**Exercise:**
Find each line in the records below that contains the string "cross" and copy those lines out in full. Case matters.

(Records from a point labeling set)

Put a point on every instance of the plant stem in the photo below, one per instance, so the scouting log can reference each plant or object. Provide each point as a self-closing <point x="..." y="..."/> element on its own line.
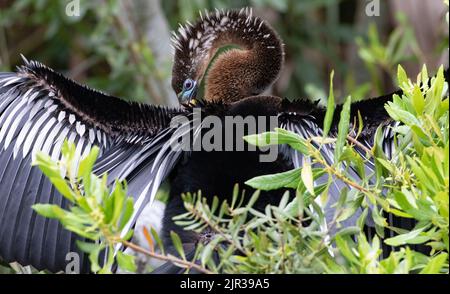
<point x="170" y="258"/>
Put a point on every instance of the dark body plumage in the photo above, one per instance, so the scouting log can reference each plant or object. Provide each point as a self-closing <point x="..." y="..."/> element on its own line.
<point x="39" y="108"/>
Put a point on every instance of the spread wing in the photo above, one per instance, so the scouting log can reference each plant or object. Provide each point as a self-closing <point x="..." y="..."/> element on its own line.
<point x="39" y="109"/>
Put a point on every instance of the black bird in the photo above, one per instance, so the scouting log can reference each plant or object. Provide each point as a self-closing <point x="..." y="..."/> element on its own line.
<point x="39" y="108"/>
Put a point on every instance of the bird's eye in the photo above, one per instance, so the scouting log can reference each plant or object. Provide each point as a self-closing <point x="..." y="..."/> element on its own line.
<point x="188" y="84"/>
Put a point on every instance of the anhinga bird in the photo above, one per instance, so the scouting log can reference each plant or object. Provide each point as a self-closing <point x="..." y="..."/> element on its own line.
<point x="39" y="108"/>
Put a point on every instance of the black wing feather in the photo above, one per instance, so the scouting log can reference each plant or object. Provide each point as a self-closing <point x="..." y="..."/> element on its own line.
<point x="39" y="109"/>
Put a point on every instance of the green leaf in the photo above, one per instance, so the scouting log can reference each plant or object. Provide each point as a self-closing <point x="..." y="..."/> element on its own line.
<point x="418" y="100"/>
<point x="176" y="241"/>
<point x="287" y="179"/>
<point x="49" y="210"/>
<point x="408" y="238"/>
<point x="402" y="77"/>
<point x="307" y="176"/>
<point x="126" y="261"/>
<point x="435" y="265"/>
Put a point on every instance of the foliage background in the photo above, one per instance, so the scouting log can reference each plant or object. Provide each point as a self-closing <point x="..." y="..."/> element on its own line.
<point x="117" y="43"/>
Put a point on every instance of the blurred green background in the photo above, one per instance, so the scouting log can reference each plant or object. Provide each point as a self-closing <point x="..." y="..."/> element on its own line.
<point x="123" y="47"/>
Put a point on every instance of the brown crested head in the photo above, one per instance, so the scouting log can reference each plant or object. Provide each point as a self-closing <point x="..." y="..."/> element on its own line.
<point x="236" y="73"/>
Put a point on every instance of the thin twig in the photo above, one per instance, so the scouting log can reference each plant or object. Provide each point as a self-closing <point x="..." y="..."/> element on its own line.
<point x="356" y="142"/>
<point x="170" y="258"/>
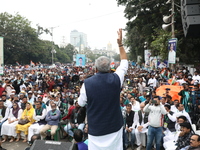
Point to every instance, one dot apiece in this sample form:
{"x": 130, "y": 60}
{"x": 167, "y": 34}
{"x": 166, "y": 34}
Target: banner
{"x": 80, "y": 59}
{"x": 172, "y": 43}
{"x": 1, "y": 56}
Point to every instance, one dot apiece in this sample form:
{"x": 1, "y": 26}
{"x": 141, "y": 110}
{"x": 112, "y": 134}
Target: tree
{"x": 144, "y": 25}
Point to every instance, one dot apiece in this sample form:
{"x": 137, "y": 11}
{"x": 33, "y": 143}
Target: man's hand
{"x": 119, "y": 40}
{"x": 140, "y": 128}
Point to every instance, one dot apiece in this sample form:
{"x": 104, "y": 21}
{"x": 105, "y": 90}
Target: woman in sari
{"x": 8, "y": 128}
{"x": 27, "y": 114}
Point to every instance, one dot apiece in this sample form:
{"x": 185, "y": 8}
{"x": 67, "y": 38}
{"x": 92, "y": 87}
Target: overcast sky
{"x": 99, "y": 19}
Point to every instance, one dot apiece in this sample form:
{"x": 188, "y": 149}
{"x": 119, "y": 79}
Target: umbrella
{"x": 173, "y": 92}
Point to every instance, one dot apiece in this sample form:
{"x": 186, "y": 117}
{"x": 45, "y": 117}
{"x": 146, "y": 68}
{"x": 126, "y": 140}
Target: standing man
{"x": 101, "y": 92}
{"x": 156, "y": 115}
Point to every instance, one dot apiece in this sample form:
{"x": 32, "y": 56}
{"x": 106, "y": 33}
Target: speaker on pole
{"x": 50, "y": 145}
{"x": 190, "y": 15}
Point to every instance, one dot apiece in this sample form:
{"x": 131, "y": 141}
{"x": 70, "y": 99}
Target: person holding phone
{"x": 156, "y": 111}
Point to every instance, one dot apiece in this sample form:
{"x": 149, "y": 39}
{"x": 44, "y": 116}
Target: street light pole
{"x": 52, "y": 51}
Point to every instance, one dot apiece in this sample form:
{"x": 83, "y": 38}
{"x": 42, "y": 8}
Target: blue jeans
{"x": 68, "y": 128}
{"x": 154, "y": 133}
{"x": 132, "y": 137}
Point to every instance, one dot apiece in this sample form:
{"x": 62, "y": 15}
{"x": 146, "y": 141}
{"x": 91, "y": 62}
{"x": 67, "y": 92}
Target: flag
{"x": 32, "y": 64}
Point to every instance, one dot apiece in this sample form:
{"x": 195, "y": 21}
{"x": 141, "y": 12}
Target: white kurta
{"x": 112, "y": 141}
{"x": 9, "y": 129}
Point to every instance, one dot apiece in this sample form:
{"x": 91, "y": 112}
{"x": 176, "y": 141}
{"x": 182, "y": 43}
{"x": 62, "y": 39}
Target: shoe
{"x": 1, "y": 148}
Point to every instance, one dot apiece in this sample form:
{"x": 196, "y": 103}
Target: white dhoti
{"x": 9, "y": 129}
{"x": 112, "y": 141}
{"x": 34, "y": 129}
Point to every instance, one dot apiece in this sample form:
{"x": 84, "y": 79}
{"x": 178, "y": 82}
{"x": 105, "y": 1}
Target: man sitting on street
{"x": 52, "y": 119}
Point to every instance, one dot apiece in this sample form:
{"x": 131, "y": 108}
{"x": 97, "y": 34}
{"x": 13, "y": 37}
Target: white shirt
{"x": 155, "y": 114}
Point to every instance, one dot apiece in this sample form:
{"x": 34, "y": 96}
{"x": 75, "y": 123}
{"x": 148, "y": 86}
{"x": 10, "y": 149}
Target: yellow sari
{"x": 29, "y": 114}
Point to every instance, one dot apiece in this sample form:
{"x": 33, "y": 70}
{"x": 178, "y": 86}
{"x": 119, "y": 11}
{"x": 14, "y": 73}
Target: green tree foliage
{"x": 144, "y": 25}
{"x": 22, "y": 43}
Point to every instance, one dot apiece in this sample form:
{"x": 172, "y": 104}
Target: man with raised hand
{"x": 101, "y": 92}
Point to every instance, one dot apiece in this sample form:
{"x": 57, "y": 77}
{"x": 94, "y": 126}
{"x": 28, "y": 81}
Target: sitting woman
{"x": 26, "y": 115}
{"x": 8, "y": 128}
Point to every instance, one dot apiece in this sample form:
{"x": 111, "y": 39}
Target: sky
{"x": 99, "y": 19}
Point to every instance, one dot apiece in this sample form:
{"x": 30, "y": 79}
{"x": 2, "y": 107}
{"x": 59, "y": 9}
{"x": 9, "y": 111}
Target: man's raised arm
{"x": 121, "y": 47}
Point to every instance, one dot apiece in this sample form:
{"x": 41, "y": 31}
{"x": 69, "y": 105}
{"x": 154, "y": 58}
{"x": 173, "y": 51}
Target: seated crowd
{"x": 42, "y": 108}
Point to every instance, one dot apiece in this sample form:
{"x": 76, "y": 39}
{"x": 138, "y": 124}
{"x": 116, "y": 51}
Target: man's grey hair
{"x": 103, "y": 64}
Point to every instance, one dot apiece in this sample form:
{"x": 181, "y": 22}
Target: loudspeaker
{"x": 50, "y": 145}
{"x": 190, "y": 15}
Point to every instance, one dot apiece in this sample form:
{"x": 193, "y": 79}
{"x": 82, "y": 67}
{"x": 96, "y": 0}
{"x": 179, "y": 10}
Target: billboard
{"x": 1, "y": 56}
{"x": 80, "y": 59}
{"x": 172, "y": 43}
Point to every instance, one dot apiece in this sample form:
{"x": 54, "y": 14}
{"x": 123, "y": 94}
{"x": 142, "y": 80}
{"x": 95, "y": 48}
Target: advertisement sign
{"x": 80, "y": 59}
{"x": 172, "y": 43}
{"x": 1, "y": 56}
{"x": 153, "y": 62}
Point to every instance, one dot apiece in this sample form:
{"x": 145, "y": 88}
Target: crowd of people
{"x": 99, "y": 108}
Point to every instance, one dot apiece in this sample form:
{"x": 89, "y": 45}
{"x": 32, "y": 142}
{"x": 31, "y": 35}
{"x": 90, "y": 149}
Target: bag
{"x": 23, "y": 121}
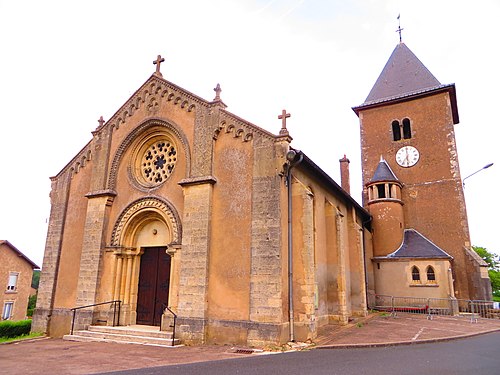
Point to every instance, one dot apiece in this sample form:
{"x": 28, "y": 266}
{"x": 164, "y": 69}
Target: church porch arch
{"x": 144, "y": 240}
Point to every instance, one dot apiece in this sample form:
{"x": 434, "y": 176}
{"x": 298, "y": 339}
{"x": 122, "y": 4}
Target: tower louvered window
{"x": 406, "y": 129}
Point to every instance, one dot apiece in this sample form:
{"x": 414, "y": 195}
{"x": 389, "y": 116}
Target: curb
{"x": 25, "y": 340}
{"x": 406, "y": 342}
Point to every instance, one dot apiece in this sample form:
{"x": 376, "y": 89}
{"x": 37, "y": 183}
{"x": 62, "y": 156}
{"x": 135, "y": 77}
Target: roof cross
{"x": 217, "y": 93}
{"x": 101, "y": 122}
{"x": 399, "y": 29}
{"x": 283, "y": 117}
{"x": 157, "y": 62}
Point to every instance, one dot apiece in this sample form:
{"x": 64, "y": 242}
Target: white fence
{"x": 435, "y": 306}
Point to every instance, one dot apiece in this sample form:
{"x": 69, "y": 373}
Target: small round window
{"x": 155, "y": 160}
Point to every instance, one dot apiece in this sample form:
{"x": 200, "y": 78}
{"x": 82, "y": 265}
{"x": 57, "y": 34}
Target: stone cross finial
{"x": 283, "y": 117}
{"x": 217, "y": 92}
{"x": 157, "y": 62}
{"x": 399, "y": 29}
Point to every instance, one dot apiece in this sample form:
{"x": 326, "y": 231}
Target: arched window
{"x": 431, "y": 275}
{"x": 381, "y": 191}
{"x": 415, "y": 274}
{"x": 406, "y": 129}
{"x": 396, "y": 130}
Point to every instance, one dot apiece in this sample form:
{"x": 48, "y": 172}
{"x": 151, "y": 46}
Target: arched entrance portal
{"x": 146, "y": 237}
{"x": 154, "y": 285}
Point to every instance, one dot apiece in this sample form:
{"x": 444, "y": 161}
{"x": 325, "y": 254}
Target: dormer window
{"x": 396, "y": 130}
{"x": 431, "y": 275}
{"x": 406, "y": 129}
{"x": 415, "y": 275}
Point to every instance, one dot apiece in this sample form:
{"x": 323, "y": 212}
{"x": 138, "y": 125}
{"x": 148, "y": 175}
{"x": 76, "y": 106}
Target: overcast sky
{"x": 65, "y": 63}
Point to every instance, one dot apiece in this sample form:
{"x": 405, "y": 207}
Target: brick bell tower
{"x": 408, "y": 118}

**Result of the task:**
Target: roof cross
Target: stone cross finial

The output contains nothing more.